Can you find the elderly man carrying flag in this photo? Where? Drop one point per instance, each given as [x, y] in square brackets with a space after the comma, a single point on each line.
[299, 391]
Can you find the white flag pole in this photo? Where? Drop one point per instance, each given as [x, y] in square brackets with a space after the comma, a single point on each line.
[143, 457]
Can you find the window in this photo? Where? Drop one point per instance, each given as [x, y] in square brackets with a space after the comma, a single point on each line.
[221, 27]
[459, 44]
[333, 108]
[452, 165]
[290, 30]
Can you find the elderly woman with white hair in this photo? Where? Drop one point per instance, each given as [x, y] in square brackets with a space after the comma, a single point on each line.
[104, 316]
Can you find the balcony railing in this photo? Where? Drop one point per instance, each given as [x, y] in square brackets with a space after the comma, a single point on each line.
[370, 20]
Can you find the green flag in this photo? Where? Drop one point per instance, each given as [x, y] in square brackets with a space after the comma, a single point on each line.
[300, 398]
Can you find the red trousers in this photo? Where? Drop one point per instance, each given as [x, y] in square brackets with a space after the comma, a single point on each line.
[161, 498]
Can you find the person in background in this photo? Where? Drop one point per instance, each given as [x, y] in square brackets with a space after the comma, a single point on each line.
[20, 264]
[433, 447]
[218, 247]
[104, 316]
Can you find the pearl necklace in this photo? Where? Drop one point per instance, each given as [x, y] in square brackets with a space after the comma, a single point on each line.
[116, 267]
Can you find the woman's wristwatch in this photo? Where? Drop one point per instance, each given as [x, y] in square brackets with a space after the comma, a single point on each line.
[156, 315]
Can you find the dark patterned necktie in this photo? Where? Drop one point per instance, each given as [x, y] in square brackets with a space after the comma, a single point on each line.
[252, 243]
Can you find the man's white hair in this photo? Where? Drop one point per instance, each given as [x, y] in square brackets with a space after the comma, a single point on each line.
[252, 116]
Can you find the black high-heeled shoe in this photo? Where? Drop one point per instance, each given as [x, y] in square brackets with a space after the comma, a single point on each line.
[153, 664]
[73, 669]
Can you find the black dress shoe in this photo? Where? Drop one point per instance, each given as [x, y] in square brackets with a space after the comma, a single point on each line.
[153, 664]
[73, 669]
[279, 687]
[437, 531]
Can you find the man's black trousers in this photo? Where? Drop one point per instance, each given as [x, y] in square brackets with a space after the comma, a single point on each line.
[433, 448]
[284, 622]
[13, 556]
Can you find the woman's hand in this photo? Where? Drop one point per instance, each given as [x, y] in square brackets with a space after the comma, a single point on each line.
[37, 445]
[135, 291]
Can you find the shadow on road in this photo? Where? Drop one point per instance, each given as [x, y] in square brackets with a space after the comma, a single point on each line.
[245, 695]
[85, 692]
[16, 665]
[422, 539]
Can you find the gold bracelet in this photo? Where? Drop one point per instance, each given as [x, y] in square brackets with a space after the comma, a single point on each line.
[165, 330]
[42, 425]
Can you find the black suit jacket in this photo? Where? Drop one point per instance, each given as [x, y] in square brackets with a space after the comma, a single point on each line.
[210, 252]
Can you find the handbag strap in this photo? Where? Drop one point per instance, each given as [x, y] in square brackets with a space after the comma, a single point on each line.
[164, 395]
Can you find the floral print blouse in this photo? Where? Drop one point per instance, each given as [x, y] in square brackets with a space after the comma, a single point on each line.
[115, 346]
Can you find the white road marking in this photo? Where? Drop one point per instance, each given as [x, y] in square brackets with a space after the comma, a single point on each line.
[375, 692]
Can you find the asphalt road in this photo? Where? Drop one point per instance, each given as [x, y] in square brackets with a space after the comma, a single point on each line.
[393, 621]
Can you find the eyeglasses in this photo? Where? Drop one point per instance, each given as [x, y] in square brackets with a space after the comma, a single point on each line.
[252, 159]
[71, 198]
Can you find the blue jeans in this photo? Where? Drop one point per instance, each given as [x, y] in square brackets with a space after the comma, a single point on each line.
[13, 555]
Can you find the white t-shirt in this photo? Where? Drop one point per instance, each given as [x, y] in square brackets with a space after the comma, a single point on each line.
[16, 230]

EXERCISE GOAL:
Please rewrite the material from the line containing "Can you find the white road" up to and including its last line, keeping the requests unchanged and scaling every coordinate in the answers by 2.25, rounded to whole numbers with halves going up. Return only those lines.

EXERCISE RESPONSE:
Can you find the white road marking in this photo? Where? Drop one point per instance, each given as [x, y] in square brackets with a space after the comma, a single point on each line.
[844, 1557]
Can you find the asphalt road in this photo? Where? Drop one point per instance, each given as [x, y] in square brackets with a space after the comma, a single point on each line.
[884, 1397]
Can you find the eyeglasses in this photo? Where? Drop one point per instance, each given as [x, y] in square brackets with a space after the comma, a single point on each line.
[567, 358]
[160, 446]
Can you find the blue jeans in this photo? Where? Drop one point per instance, each given as [x, y] in square brackets with a space after the comma, a single point on each line.
[29, 1249]
Can you find the white t-shirt in this photo? Where? Drop one point per instance, each given as [x, y] in square brackets with a space after the comma, a single point on each line.
[36, 518]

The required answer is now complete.